*** Block opens ***

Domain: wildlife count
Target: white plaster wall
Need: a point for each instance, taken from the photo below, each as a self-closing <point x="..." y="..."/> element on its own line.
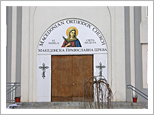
<point x="110" y="21"/>
<point x="44" y="84"/>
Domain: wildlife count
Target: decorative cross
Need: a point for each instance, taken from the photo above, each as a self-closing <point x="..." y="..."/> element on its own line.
<point x="43" y="68"/>
<point x="100" y="68"/>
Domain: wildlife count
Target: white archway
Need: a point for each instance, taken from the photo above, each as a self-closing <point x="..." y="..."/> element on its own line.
<point x="92" y="42"/>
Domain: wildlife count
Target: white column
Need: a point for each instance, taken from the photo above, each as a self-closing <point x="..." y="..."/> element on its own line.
<point x="132" y="53"/>
<point x="120" y="54"/>
<point x="14" y="31"/>
<point x="25" y="55"/>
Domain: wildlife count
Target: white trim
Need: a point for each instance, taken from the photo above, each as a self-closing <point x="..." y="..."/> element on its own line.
<point x="14" y="37"/>
<point x="132" y="53"/>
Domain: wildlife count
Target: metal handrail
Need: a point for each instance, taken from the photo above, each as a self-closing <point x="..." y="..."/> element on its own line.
<point x="137" y="91"/>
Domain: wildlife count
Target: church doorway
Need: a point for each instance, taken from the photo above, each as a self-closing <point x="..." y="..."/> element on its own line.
<point x="67" y="74"/>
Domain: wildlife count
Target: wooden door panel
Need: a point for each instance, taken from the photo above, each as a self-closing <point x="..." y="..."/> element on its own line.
<point x="61" y="78"/>
<point x="82" y="69"/>
<point x="69" y="70"/>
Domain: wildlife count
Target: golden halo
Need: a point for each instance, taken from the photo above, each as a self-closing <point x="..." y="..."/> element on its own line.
<point x="67" y="31"/>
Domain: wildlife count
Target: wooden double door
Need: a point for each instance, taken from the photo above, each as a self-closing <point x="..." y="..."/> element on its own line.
<point x="68" y="72"/>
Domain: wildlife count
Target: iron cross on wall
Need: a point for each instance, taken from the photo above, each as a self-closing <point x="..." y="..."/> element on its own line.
<point x="43" y="68"/>
<point x="100" y="68"/>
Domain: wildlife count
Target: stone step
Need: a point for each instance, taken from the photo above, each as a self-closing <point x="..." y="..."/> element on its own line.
<point x="80" y="105"/>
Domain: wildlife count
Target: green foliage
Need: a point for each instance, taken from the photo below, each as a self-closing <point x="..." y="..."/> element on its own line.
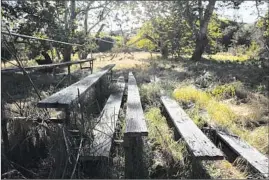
<point x="214" y="32"/>
<point x="150" y="94"/>
<point x="219" y="113"/>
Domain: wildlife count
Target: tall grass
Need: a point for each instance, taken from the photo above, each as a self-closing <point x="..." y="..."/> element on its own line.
<point x="221" y="115"/>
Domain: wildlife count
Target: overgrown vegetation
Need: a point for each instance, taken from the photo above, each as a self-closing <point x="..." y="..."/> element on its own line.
<point x="215" y="67"/>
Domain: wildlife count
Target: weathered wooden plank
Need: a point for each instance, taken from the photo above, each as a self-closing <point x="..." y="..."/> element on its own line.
<point x="198" y="143"/>
<point x="68" y="95"/>
<point x="46" y="66"/>
<point x="135" y="120"/>
<point x="256" y="159"/>
<point x="104" y="130"/>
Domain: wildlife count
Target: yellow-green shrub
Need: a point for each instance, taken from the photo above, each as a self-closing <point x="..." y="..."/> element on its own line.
<point x="223" y="91"/>
<point x="218" y="112"/>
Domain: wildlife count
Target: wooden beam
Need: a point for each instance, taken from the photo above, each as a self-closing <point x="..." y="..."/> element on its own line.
<point x="135" y="120"/>
<point x="198" y="143"/>
<point x="104" y="130"/>
<point x="68" y="95"/>
<point x="46" y="66"/>
<point x="256" y="159"/>
<point x="136" y="128"/>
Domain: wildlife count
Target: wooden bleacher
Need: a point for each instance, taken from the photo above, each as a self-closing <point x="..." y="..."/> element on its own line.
<point x="54" y="65"/>
<point x="257" y="160"/>
<point x="136" y="128"/>
<point x="67" y="96"/>
<point x="104" y="130"/>
<point x="197" y="142"/>
<point x="135" y="120"/>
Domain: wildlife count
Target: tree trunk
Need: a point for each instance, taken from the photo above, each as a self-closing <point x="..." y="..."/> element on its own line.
<point x="164" y="51"/>
<point x="201" y="43"/>
<point x="67" y="53"/>
<point x="4" y="130"/>
<point x="201" y="37"/>
<point x="58" y="54"/>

*** Block closes ***

Task description >> Starting with the top line, write out all the data above exactly; keep the pictures out.

Exercise result >>
Domain: wildlife count
Target: white plaster wall
Need: a point for each instance, taken from the photo below, each as a self-closing <point x="..." y="..."/> element on its own line.
<point x="110" y="21"/>
<point x="44" y="84"/>
Domain: wildlife count
Target: decorative cross
Need: a point for each instance, taken from the photo above, each as a self-closing <point x="..." y="..."/> element on its own line.
<point x="43" y="68"/>
<point x="100" y="68"/>
Domain: wildlife count
Target: white archway
Need: a point for each instance, taken from the photo above, each as a self-closing <point x="..." y="..."/> element on its own line.
<point x="92" y="42"/>
Domain: wildlife count
Target: white column
Need: a point for each instance, taken from the photo above, each as a self-closing <point x="..." y="..."/> element on its own line.
<point x="132" y="53"/>
<point x="120" y="54"/>
<point x="14" y="31"/>
<point x="25" y="55"/>
Domain: wildlife count
Target: white trim
Need: a point for each instance, taken from the photo above, each as a self-closing <point x="..." y="..."/> element on its own line.
<point x="14" y="37"/>
<point x="132" y="53"/>
Domain: wildlife count
Target: metal handrail
Need: a point for each instance, taken from the photo above, each as a self-closing <point x="..." y="..."/> element on its own line.
<point x="137" y="91"/>
Domain: wildlife count
Target: church doorway
Need: a point for each instance, taken from the photo above, each as a self-closing <point x="..." y="..."/> element on its own line.
<point x="67" y="74"/>
Domain: wildlife count
Target: wooden door panel
Need: a point for each instance, taken from the photo above, each as a self-closing <point x="..." y="..."/> element on its own line.
<point x="61" y="78"/>
<point x="82" y="69"/>
<point x="69" y="70"/>
Domain: wildlife count
Target: golden halo
Need: a point for each instance, taken from the photo above, each as a self-closing <point x="..." y="..."/> element on its own line.
<point x="67" y="31"/>
Domain: wildlife count
Target: wooden double door
Need: a point for each instance, taken from the photo above, each as a self-closing <point x="..." y="..."/> element on its own line.
<point x="68" y="72"/>
Domain: wildlife count
Target: iron cross on wall
Need: a point for each instance, taken from the photo above, each as a self-closing <point x="..." y="..."/> element on its own line.
<point x="43" y="68"/>
<point x="100" y="68"/>
Domain: wildlife count
Target: stone step
Need: a point for each instance, taken from the photo above, each as a self-closing <point x="..." y="..."/> element on its own line.
<point x="80" y="105"/>
Domain: wildlife count
Target: green foliage
Need: a point for each instance, taken from the photo below, each as a self-closing <point x="..." y="..."/> element on its own line.
<point x="214" y="32"/>
<point x="150" y="94"/>
<point x="219" y="113"/>
Domain: wildlife count
Target: tall grass
Need: a point for each instance, taken from the photo above, each as a self-closing <point x="..." y="..."/> element on its own line.
<point x="221" y="115"/>
Domain: wildlife count
Target: overgrown vegetation
Need: a point for each instance, taken from the photo above, each as a self-closing <point x="..." y="..."/> element on its own line.
<point x="215" y="67"/>
Domain: wildlife count
Target: weathered wooden plank
Need: a point for each instance, taken from the photo above, each as a self-closing <point x="..." y="..."/> element on its own line.
<point x="198" y="143"/>
<point x="68" y="95"/>
<point x="46" y="66"/>
<point x="135" y="120"/>
<point x="256" y="159"/>
<point x="104" y="130"/>
Domain: wildlife count
Target: yellow-green shrub
Need: a point for each instance, taken from the photo above, each as a self-closing <point x="..." y="..."/> element on its own line.
<point x="223" y="91"/>
<point x="218" y="112"/>
Domain: wildlife count
Target: wooden beam
Need: a point for each instance, taken from the photo above, each as a self-closing <point x="..." y="..."/> element on its own line.
<point x="135" y="120"/>
<point x="198" y="143"/>
<point x="104" y="130"/>
<point x="68" y="95"/>
<point x="46" y="66"/>
<point x="256" y="159"/>
<point x="136" y="128"/>
Domain: wildlife count
Target: wooden bleacher
Need: a point for each instance, taken from the photo above, each as a self-closing <point x="..." y="..."/> element on its own line.
<point x="54" y="65"/>
<point x="257" y="160"/>
<point x="136" y="128"/>
<point x="67" y="96"/>
<point x="104" y="130"/>
<point x="197" y="142"/>
<point x="135" y="120"/>
Domain: wildlife count
Target: tree trunk
Need: a point for each instance, taken from the photo above, each as a self-closing <point x="..." y="..."/> element on its own line.
<point x="164" y="51"/>
<point x="201" y="43"/>
<point x="67" y="53"/>
<point x="4" y="130"/>
<point x="201" y="37"/>
<point x="58" y="54"/>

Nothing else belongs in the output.